Studio album by Dallas Smith
- Released: November 25, 2014
- Genre: Country; country rock;
- Length: 35:36 (album); 21:37 (EP);
- Label: 604; Big Loud Mountain; Universal Canada;
- Producer: Joey Moi

Dallas Smith chronology
| Tippin' Point (2014) | Lifted (2014) | Side Effects (2016) |

Singles from Lifted
- "Tippin' Point" Released: October 8, 2013; "Slow Rollin'" Released: March 19, 2014; "A Girl Like You" Released: June 23, 2014; "Wastin' Gas" Released: October 28, 2014; "Lifted" Released: February 17, 2015; "Cheap Seats" Released: June 1, 2015;

= Lifted (Dallas Smith album) =

Lifted is the second solo album by Canadian country music artist Dallas Smith. It was released in Canada on November 25, 2014 via 604 Records. The album was available for pre-order on iTunes after the release of the single "Wastin' Gas," which was released on October 28, 2014. In the United States, Lifted was instead released via Big Loud Mountain Records as a six-song EP containing only the material not released on previous EP, Tippin' Point, except for a live recording of the title track.

### OBJECTIVES
1. Answer these from the album entry, one per line:
(a) Who is listed as the album's producer?
(b) On what date was the single "Slow Rollin'" released?
(c) Through which record label was Lifted released in the United States?
2. Retype the stretch of the album entry from "Singles from Lifted" through "the title track.", keeping every character as it appears.

### STORED DATA
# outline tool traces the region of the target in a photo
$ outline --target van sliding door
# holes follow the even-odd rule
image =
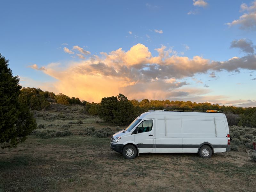
[[[156,129],[156,153],[182,152],[182,131],[180,113],[172,115],[157,115]],[[162,114],[163,114],[162,113]]]
[[[135,134],[135,142],[140,153],[152,153],[155,138],[154,123],[153,119],[145,119],[138,126],[138,133]]]

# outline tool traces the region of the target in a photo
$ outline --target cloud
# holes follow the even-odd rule
[[[71,50],[69,50],[68,48],[66,47],[64,47],[63,50],[64,50],[64,52],[68,53],[69,54],[74,54],[75,53]]]
[[[249,39],[241,39],[234,40],[231,43],[230,48],[239,48],[242,51],[250,53],[254,52],[254,46],[252,41]]]
[[[195,9],[195,10],[190,10],[189,12],[187,13],[188,15],[196,15],[198,13],[198,9]]]
[[[186,44],[182,44],[181,45],[185,47],[185,49],[186,51],[188,51],[188,50],[189,50],[189,47],[188,45]]]
[[[89,51],[85,51],[82,47],[80,47],[77,45],[74,46],[73,47],[73,49],[74,50],[77,50],[81,53],[84,55],[89,55],[91,54],[91,52]]]
[[[244,101],[243,100],[243,102],[240,102],[239,104],[234,103],[233,105],[237,107],[256,107],[256,101],[252,101],[250,100]]]
[[[163,31],[162,30],[158,30],[157,29],[155,29],[154,30],[155,32],[156,33],[158,33],[162,34],[163,33]]]
[[[244,13],[238,20],[226,24],[229,27],[239,25],[240,28],[242,29],[256,29],[256,1],[252,3],[251,6],[248,7],[246,4],[243,3],[240,7],[240,11],[247,11],[248,12]]]
[[[256,1],[254,1],[251,4],[252,5],[248,6],[245,3],[242,4],[240,6],[240,11],[243,12],[244,11],[250,11],[256,9]]]
[[[204,0],[193,0],[193,4],[194,6],[205,7],[208,5],[208,4]]]
[[[211,73],[210,73],[210,75],[209,76],[210,77],[212,77],[212,78],[216,78],[218,77],[217,76],[215,75],[215,72],[214,71],[213,71]]]
[[[214,97],[203,97],[210,89],[189,89],[184,78],[193,78],[209,71],[214,77],[217,76],[215,73],[222,70],[256,70],[256,57],[252,54],[217,61],[196,55],[192,58],[178,56],[171,47],[168,49],[164,45],[156,50],[158,54],[154,56],[148,47],[138,44],[127,51],[120,48],[92,55],[79,62],[70,62],[65,68],[59,63],[51,63],[44,68],[36,65],[30,67],[44,68],[43,72],[56,79],[52,86],[56,92],[76,95],[91,102],[100,102],[103,97],[119,92],[130,99],[179,99],[196,101],[201,99],[201,102],[215,102],[217,100]]]
[[[78,57],[79,57],[79,58],[80,58],[80,59],[85,59],[85,57],[84,57],[84,56],[82,54],[76,54],[76,55],[77,55],[77,56]]]
[[[40,71],[43,71],[44,70],[45,70],[45,68],[44,67],[42,67],[39,68],[37,66],[37,65],[36,64],[34,64],[34,65],[29,65],[27,67],[28,67],[29,68],[31,68],[32,69],[36,69],[36,70],[39,70]]]

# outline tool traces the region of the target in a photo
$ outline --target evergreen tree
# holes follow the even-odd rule
[[[21,86],[12,76],[8,61],[0,54],[0,143],[13,147],[24,141],[36,124],[28,108],[18,102]]]

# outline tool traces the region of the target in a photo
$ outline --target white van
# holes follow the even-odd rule
[[[230,150],[225,114],[215,110],[181,110],[154,109],[141,114],[113,135],[111,148],[126,159],[142,153],[198,153],[208,158],[213,153]]]

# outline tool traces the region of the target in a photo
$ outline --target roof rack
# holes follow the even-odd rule
[[[196,109],[194,108],[164,108],[153,107],[148,109],[150,111],[179,111],[182,112],[200,112],[203,113],[223,113],[222,109]]]

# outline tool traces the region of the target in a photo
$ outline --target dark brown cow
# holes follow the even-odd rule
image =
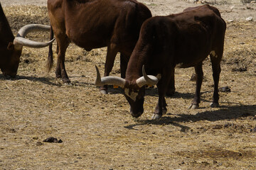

### RESPONSES
1.
(a) Joey Moi
(b) March 19, 2014
(c) Big Loud Mountain Records

2.
Singles from Lifted
- "Tippin' Point" Released: October 8, 2013; "Slow Rollin'" Released: March 19, 2014; "A Girl Like You" Released: June 23, 2014; "Wastin' Gas" Released: October 28, 2014; "Lifted" Released: February 17, 2015; "Cheap Seats" Released: June 1, 2015;

= Lifted (Dallas Smith album) =

Lifted is the second solo album by Canadian country music artist Dallas Smith. It was released in Canada on November 25, 2014 via 604 Records. The album was available for pre-order on iTunes after the release of the single "Wastin' Gas," which was released on October 28, 2014. In the United States, Lifted was instead released via Big Loud Mountain Records as a six-song EP containing only the material not released on previous EP, Tippin' Point, except for a live recording of the title track.